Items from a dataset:
********************
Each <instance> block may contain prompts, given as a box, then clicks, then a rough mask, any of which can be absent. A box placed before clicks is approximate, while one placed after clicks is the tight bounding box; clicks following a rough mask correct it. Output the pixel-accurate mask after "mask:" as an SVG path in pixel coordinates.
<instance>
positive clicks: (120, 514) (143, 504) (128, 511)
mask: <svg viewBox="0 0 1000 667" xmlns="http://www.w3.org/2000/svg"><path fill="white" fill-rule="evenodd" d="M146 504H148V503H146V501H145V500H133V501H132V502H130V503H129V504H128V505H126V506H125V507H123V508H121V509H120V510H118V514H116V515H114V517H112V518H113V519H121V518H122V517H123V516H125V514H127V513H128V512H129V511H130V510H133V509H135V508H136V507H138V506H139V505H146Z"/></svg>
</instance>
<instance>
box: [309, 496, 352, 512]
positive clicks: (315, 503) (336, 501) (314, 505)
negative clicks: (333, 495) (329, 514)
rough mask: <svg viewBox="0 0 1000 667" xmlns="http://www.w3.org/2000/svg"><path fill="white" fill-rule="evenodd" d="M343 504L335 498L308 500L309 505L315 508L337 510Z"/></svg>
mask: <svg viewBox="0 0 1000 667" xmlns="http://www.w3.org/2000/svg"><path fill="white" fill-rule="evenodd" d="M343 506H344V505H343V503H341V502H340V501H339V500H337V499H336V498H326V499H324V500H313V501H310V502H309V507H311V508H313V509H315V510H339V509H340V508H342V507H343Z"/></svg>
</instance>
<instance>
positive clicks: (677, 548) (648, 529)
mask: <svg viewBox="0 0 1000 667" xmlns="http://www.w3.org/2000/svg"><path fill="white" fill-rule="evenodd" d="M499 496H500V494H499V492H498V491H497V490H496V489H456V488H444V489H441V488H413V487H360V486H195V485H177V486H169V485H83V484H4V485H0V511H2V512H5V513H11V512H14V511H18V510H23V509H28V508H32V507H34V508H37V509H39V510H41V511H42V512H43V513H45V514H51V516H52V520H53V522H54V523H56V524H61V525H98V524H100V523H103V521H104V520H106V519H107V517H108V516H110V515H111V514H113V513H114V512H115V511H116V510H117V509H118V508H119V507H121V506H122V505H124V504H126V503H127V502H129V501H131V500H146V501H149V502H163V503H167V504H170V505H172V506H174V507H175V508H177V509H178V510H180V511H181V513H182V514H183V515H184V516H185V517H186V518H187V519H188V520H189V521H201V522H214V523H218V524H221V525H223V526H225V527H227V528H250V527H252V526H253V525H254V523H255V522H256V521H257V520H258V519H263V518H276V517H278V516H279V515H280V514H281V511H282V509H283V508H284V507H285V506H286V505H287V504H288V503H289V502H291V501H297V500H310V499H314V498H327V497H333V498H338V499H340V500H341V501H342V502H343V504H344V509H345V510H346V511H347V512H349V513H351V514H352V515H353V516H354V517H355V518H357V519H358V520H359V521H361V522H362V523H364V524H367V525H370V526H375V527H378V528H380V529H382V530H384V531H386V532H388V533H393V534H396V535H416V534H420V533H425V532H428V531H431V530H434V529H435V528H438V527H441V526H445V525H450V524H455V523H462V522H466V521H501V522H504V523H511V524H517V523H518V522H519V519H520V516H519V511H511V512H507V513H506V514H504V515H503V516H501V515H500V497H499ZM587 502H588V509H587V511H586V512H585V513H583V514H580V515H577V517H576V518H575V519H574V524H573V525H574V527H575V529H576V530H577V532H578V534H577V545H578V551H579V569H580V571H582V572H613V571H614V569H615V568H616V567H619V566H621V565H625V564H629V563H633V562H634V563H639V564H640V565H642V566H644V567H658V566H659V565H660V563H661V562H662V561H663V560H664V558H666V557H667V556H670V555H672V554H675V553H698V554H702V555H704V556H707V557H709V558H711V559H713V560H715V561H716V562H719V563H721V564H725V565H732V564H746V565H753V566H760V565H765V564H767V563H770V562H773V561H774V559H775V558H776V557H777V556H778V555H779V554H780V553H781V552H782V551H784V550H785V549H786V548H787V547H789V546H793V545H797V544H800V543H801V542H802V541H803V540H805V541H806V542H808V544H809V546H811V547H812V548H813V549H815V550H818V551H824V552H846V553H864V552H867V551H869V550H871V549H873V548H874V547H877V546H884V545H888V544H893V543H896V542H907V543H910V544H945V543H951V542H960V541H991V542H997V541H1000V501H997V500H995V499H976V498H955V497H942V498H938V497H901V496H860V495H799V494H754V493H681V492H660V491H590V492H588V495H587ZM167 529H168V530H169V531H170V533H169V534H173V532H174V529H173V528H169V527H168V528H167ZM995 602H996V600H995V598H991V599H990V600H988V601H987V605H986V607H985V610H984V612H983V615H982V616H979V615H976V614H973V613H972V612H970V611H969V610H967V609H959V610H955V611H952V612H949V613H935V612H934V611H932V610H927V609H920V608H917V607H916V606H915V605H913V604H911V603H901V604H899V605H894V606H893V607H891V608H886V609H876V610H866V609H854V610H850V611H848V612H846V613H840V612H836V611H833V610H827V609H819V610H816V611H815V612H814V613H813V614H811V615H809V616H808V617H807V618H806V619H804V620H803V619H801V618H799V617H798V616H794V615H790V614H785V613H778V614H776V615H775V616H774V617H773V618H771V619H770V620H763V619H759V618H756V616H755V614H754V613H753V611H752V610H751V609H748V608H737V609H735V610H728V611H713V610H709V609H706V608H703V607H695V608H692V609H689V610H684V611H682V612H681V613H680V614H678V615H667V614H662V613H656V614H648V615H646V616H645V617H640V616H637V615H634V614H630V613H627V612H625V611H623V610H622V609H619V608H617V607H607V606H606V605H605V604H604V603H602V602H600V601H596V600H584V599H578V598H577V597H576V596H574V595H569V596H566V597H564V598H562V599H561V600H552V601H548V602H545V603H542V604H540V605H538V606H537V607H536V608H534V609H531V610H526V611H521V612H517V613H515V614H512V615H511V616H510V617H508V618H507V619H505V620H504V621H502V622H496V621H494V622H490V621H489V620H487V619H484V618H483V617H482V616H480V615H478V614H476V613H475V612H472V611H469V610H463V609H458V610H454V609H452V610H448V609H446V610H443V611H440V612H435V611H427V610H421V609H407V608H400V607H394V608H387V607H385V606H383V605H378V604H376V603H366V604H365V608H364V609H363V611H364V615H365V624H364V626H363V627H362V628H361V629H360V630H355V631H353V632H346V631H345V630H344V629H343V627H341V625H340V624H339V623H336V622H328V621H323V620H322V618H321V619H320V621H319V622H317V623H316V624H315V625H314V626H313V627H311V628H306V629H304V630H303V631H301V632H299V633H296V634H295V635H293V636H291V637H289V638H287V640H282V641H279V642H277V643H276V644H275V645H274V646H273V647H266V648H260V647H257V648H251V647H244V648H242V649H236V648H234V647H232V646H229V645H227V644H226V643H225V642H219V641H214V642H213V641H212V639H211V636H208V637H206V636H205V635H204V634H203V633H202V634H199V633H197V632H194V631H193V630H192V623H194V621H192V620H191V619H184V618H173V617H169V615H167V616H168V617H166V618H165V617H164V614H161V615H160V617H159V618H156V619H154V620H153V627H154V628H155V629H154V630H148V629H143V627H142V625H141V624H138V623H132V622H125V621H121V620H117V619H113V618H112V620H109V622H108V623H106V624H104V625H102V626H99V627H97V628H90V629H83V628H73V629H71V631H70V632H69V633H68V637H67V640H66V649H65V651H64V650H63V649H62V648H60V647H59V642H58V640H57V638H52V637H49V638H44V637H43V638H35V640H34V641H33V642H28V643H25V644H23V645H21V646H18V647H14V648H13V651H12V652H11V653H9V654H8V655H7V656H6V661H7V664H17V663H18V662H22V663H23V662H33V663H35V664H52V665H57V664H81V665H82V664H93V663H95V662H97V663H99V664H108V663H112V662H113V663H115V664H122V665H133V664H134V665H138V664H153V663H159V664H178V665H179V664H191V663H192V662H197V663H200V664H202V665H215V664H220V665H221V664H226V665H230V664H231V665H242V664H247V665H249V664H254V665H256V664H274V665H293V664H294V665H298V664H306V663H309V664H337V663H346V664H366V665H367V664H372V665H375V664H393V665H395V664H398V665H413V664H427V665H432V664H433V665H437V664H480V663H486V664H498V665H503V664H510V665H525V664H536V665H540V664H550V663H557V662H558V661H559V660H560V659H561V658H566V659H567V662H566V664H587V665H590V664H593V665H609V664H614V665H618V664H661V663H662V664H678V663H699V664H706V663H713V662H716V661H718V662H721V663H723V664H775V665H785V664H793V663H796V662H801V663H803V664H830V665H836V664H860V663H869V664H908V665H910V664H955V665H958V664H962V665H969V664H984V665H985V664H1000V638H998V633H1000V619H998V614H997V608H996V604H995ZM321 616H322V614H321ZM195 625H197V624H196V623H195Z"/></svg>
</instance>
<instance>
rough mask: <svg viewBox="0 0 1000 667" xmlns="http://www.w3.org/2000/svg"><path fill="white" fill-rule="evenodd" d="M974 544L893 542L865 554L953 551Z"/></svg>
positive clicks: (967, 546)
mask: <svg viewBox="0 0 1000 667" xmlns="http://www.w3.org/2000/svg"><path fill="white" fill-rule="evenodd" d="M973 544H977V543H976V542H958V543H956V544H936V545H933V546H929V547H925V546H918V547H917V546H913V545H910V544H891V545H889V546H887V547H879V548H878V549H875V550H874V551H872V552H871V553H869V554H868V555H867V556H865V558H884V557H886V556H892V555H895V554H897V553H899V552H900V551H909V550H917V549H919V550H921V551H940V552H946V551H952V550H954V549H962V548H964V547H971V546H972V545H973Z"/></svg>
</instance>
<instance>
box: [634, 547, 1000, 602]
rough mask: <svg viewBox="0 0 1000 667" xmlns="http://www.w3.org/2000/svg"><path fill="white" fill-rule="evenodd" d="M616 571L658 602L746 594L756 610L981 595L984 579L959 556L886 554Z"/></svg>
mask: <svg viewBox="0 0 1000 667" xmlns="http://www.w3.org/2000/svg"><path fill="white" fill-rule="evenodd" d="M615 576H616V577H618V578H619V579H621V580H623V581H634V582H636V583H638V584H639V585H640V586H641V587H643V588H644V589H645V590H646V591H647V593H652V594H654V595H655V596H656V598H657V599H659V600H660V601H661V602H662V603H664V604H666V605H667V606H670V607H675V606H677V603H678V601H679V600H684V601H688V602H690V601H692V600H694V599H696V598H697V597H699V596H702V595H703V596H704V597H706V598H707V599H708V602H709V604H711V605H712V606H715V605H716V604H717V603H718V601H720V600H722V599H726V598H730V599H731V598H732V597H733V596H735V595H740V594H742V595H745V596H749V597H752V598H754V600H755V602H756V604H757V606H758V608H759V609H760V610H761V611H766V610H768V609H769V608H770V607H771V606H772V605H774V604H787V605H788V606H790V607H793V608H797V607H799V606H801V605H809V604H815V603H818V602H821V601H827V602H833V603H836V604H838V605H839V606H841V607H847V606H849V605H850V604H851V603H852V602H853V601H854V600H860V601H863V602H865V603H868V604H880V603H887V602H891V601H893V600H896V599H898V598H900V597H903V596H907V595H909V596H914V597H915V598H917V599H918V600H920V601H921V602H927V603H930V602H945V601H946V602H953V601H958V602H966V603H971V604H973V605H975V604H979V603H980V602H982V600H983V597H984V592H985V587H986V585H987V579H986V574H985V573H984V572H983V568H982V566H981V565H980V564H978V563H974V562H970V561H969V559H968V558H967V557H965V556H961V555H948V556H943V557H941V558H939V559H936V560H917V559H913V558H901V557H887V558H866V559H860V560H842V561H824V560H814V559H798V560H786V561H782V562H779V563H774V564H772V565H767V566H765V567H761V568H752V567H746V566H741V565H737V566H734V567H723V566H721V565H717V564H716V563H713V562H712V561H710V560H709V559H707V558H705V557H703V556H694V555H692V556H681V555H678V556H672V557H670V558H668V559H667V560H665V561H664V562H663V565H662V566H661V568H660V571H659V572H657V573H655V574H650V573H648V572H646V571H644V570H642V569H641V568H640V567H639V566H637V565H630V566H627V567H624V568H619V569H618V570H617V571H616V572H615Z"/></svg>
********************
*Problem statement:* In the data above, find the line that contains "544L893 542L865 554L953" and the line that contains "box: [634, 547, 1000, 602]". Repeat exactly those lines and every line between them, and only those.

*Task result:*
rough mask: <svg viewBox="0 0 1000 667" xmlns="http://www.w3.org/2000/svg"><path fill="white" fill-rule="evenodd" d="M974 544L893 542L865 554L953 551Z"/></svg>
positive clicks: (967, 546)
mask: <svg viewBox="0 0 1000 667" xmlns="http://www.w3.org/2000/svg"><path fill="white" fill-rule="evenodd" d="M973 544H977V543H976V542H958V543H956V544H936V545H933V546H929V547H925V546H918V547H917V546H913V545H910V544H891V545H889V546H887V547H879V548H878V549H875V550H874V551H872V552H871V553H869V554H868V555H867V556H865V558H884V557H886V556H892V555H895V554H897V553H899V552H900V551H909V550H917V549H919V550H921V551H940V552H946V551H952V550H954V549H962V548H964V547H971V546H972V545H973Z"/></svg>
</instance>
<instance>
box: [634, 547, 1000, 602]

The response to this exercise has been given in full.